RECORDS
== Segment start ==

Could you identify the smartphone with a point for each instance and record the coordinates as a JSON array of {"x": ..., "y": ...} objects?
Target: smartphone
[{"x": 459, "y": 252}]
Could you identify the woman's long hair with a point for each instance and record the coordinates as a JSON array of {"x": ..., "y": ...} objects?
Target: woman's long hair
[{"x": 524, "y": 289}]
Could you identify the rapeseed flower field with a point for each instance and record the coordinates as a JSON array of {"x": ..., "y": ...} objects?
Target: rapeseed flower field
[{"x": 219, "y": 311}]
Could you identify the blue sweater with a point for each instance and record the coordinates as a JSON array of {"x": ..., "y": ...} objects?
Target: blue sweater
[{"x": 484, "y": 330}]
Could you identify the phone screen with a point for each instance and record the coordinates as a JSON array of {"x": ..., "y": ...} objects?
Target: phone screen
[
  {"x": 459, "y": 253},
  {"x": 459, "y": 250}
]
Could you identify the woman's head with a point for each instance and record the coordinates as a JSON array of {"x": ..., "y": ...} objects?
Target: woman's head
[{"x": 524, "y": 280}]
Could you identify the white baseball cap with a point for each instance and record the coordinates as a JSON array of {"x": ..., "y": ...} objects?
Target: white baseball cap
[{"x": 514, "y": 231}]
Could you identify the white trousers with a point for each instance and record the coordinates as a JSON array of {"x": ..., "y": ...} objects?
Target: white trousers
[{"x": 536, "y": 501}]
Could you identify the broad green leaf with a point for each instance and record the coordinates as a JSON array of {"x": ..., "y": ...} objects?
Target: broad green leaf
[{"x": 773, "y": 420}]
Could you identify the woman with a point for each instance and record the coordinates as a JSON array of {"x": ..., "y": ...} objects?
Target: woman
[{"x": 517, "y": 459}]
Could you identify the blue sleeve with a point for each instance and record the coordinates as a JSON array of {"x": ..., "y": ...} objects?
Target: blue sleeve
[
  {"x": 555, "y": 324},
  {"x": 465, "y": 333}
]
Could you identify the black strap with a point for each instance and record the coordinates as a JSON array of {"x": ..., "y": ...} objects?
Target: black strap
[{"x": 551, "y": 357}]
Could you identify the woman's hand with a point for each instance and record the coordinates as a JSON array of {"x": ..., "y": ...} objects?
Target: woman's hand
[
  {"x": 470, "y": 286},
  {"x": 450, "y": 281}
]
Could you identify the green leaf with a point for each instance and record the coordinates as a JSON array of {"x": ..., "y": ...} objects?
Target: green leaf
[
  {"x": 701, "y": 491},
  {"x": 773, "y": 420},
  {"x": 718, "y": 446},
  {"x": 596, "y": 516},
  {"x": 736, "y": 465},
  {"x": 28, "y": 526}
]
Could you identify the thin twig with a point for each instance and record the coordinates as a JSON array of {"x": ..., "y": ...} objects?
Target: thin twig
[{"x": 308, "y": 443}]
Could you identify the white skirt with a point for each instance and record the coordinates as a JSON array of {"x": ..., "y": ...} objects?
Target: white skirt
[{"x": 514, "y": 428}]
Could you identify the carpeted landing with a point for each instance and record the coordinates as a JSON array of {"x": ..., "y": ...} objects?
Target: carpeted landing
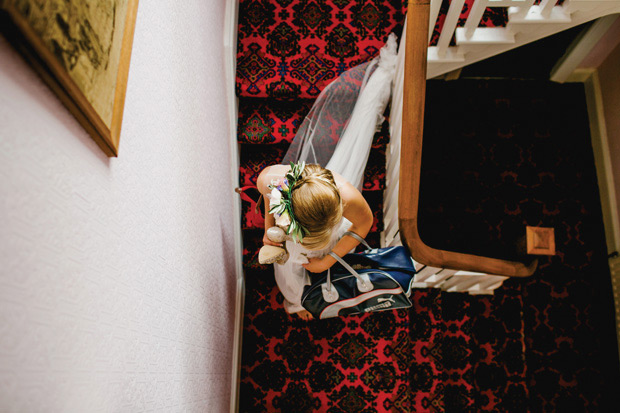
[{"x": 497, "y": 155}]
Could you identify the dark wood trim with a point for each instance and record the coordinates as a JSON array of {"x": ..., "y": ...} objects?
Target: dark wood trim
[{"x": 411, "y": 159}]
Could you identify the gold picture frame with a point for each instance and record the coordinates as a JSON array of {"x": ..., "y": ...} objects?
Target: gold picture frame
[{"x": 82, "y": 50}]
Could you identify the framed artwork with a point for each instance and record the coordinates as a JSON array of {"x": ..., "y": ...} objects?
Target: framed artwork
[{"x": 81, "y": 49}]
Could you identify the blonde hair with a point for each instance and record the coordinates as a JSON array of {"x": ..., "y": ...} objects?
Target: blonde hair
[{"x": 317, "y": 205}]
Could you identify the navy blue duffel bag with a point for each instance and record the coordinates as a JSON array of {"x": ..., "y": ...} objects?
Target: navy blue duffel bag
[{"x": 372, "y": 280}]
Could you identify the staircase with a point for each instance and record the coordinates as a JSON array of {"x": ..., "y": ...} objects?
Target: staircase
[
  {"x": 450, "y": 352},
  {"x": 466, "y": 32}
]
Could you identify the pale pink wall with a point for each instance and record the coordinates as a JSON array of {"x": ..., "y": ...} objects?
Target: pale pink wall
[
  {"x": 117, "y": 275},
  {"x": 609, "y": 77}
]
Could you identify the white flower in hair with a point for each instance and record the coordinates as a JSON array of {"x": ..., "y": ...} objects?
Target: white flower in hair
[
  {"x": 284, "y": 220},
  {"x": 275, "y": 197}
]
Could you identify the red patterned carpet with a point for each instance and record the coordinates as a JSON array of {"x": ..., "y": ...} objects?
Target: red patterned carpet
[{"x": 519, "y": 154}]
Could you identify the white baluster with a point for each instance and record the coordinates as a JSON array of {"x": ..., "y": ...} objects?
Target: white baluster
[
  {"x": 546, "y": 6},
  {"x": 434, "y": 13},
  {"x": 449, "y": 26},
  {"x": 473, "y": 20}
]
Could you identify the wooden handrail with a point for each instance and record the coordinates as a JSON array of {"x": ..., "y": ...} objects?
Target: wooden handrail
[{"x": 411, "y": 160}]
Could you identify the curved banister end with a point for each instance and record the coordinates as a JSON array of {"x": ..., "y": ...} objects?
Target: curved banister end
[{"x": 426, "y": 255}]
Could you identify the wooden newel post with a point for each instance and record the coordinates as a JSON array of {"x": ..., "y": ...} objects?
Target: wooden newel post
[{"x": 413, "y": 111}]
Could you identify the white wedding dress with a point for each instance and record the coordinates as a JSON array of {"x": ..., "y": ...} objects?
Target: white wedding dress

== Segment end ==

AIM OF THE TASK
Your answer must be every line from the listing above that holds the string "wedding".

RESULT OF THE TASK
Could you identify the white wedding dress with a point for each instance and record the coordinates as a JSON array of {"x": ..., "y": ...} objects?
Target: white wedding dress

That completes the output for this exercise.